- GEGEVEN OPDRACHT 1 -
Welke knop bleef in de tekst over de vastgelopen lift als enige niet knipperen?
- GEGEVEN OPDRACHT 2 -
Herhaal woordelijk het gedeelte van de tekst over de vastgelopen lift van "Wel constateerden we" tot "zei de lift.".
- GEGEVEN OPDRACHT 3 -
Som alle geluiden op die de lift volgens de tekst over de vastgelopen lift maakte.

- TE LEZEN TEKST -
▬▬▬▬▬▬
Wel constateerden we allemaal, dat met het landen van Sander terug op de vloer van de lift, de lift heel anders over zijn experiment dacht. De lift piepte en kraakte heel even en het snoevende bewegingsgeluid van de lift veranderde in het geluid als van een ventilator dat stopte met draaien. Dit alles gebeurde in een fractie van een seconde maar werd door iedereen als een slow-motion moment ervaren. Een schok werd gevoeld. De lift was abrupt tot stilstand gekomen en einde oefening zei de lift.

Boze blikken richten zich op Sander. Die probeerde, met een zo maximaal mogelijke ontwapenende glimlach, meteen de lucht te klaren en maakte de opbeurende opmerking; 'geen paniek, vast alleen maar een hikje! Even opnieuw op een knopje drukken en dan zijn we zo weer op weg zei hij!, maximaal positief gestemd.' De ontwapenende glimlach veranderde daarbij zelfs in een, zich van geen kwaad bewust zijnde, ’big smile'. Maar op welk knopje wij ook drukten, alle aanwezige knopjes bleven in volle harmonie aan en uit te knipperen. Dit knoppenpaneel had vanaf nu aan maling aan alles en iedereen. De enige knop die niet knipperde was die met een geel alarmbelletje als opdruk.
▬▬▬▬▬▬
- LIJSTFRAGMENTEN -
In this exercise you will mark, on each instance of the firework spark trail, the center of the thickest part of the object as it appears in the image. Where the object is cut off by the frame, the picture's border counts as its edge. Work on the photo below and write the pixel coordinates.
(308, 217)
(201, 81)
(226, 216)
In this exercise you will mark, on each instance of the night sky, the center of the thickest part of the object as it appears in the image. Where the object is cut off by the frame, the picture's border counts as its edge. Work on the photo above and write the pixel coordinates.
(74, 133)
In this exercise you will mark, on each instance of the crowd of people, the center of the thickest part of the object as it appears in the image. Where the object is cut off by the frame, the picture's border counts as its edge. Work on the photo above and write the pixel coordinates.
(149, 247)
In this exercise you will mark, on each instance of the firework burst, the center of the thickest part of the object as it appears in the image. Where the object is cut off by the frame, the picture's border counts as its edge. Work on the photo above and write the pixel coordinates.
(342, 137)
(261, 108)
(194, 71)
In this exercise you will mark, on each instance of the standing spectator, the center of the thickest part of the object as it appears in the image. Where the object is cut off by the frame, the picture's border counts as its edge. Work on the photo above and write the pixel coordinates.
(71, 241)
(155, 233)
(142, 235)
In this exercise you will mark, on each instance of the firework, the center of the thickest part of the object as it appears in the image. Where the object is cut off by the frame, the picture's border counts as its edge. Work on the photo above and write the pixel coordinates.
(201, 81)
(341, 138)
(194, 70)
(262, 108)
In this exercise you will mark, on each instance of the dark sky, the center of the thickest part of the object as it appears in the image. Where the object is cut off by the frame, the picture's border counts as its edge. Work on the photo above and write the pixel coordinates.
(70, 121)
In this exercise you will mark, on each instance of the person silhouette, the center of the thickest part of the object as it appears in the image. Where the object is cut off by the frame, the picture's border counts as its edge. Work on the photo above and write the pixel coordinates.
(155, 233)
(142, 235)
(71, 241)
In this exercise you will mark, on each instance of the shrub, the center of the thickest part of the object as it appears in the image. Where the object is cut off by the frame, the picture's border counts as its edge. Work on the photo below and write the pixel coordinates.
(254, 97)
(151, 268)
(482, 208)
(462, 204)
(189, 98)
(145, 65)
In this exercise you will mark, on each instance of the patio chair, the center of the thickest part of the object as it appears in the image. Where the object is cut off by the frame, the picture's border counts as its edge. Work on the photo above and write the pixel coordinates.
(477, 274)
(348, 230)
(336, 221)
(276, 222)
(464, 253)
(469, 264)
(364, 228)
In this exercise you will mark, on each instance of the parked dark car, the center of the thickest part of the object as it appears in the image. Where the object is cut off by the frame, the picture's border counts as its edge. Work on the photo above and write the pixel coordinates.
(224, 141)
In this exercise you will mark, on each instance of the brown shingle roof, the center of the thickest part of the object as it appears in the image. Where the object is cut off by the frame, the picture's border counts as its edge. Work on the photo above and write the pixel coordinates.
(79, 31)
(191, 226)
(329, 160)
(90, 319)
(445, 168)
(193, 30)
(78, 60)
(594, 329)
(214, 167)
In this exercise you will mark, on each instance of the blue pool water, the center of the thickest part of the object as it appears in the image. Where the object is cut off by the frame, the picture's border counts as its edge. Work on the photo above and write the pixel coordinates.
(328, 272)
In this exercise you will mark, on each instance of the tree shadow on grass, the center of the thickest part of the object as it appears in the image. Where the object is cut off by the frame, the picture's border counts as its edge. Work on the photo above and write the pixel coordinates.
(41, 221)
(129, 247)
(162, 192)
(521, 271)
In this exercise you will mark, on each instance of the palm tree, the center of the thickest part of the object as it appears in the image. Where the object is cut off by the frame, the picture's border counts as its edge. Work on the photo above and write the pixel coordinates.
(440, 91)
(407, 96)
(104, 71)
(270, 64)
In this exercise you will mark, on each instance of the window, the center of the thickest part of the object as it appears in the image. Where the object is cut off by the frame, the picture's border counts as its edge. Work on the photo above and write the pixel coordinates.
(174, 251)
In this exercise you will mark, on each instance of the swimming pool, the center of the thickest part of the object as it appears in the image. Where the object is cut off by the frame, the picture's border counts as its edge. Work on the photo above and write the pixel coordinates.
▬▬▬▬▬▬
- ANTWOORD 1 -
De knop met een geel alarmbelletje als opdruk.

- ANTWOORD 2 -
Wel constateerden we allemaal, dat met het landen van Sander terug op de vloer van de lift, de lift heel anders over zijn experiment dacht. De lift piepte en kraakte heel even en het snoevende bewegingsgeluid van de lift veranderde in het geluid als van een ventilator dat stopte met draaien. Dit alles gebeurde in een fractie van een seconde maar werd door iedereen als een slow-motion moment ervaren. Een schok werd gevoeld. De lift was abrupt tot stilstand gekomen en einde oefening zei de lift.

- ANTWOORD 3 -
- Piepen
- Kraken
- Het snoevende bewegingsgeluid
- Een geluid als van een ventilator die ophield met draaien